(Excerpt provided)
☆ ☆ ☆ ☆ ☆ ☆ ☆
An adventure can be defined as a daring and exciting activity calling for enterprise and enthusiasm. Due to studies showing the many benefits of adventure activities, there are now possibilities for adventure travel, adventure therapy, and even adventure prescriptions handed out by physicians.
In other posts, I’ve shared how my personal adventures have changed the way I view myself and Nature, as well as my interpretation of life. Driving new roads, hiking trails surrounded by wilderness, climbing, camping, discovering areas with immense natural beauty, and exploring the architecture, culture, and history of new destinations: these are the activities that have illuminated me from within, rehabilitating and revitalizing me from a miserable, burned-out existence. Without having read any studies, I knew these experiences must be healthy. Now I’ve seen proof, and I want to share it with you.
In an article written for Good Nature Travel, Candace Andrews, world traveler & nature writer, says adventure travel is good for physical & mental health as well as the planet. According to Andrews, regular hiking can increase the size of the hippocampus and help prevent age-related memory loss. Adventures can also help us better cope with uncertainty, a skill that we could all use more of these days. She goes on to imply that adventure travelers typically have a better appreciation for Nature, and are therefore more likely to help protect Her.
In a paper on Research Gate, three university authors look at various studies on adventure therapy (AT) and their outcomes. Key characteristics of adventure therapy, the paper states, are challenge, risk, reflection, novel settings, and experiential learning. AT invites the participant to act, make quick decisions, and move their bodies in new ways. These actions, once assimilated into previously learned behaviors and attitudes, can translate into “real life” benefits, like increased courage, adaptability, and self-confidence at work and home.
According to a study in the journal Neuron shared on the National Institute of Health website, adventurous behavior makes us feel good; it fires up the same regions of the brain as reward. And Frank Farley, Ph.D., former President of the American Psychological Association, says that adventurous people have a sense of flourishing in their lives. I can vouch for that!
An article in the Children and Nature Network Research Library reviews the long-term benefits of outdoor adventure programs for youngsters under the age of 25. The lasting impacts (maintained at least a year after the program) most reported included independence, life skills, confidence, and the willingness to try new things.
A 2018 essay from The Guardian announced that General Practitioners in Scotland were starting to write prescriptions for outdoor adventures. Patients are instructed to go hill walking on Shetland’s upland moors, directed towards coastal paths to watch fulmars, to beachcomb for shells, and spot long-tailed ducks, oystercatchers and lapwings, the article reads. The adventures are prescribed to assist patients in improving specific health conditions, of course, but I like to think of all the unexpected peripheral benefits they’ll gain, as well.
Due to covid restrictions putting a hiatus on going and doing, I feel the last year and a half has just flown. David Eagleman, Neuroscientist at Stanford University, says, The more familiar the world becomes, the less information your brain writes down, and the more quickly time seems to pass. By embracing new adventures, we provide our brains with opportunities to record novel, diverse experiences, expanding our sense of time.
The human body thrives on adventure, whether a result of travel, AT programs, physician prescriptions, or other fun activities. My adventures have changed my thinking and given me a more positive sense of being in the world, causing me to feel truly alive. Are you blessed with an adventurous spirit? If not, in the pursuit of health and well-being, what can a little more daring, excitement, enterprise, and enthusiasm do for you?
Blessings for Adventure,
The content of this article is for educational and informational purposes only, and is not intended as medical advice. Please consult with a qualified health care professional before acting on any information presented herein. Any statements about the possible health benefits of any subject discussed have not been evaluated by medical professionals or the Food & Drug Administration and are not intended to diagnose, treat, cure or prevent any disease or illness.
☆ ☆ ☆ ☆ ☆ ☆ ☆
(Natural-language object grounding data)
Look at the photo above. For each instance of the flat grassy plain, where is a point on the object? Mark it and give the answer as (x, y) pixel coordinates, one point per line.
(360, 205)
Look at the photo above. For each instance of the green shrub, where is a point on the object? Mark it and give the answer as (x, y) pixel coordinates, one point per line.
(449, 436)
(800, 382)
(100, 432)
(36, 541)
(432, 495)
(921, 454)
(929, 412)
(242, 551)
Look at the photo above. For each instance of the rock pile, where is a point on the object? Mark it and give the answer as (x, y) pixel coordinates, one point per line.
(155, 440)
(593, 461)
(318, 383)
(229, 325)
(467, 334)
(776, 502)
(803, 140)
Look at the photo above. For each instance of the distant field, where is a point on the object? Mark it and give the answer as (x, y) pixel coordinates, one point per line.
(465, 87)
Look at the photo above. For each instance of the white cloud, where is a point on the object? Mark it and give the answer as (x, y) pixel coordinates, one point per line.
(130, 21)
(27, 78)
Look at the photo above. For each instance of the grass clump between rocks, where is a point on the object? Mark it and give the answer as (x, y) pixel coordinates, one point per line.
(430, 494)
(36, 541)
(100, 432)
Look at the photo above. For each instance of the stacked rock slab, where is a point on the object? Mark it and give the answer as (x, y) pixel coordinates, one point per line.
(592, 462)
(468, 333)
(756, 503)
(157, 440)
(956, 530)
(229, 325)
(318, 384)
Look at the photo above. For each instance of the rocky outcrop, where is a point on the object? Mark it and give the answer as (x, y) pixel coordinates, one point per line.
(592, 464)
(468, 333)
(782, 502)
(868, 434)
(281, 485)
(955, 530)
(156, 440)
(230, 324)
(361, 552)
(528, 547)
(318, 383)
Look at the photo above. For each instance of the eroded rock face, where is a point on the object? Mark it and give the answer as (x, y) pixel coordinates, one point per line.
☆ ☆ ☆ ☆ ☆ ☆ ☆
(Instructions)
1: Please reproduce the adventure article word for word, beginning at the words "An article in" and stopping after "try new things.".
2: In the adventure article, what did General Practitioners in Scotland start writing prescriptions for?

(Exercise responses)
1:
An article in the Children and Nature Network Research Library reviews the long-term benefits of outdoor adventure programs for youngsters under the age of 25. The lasting impacts (maintained at least a year after the program) most reported included independence, life skills, confidence, and the willingness to try new things.

2: Outdoor adventures.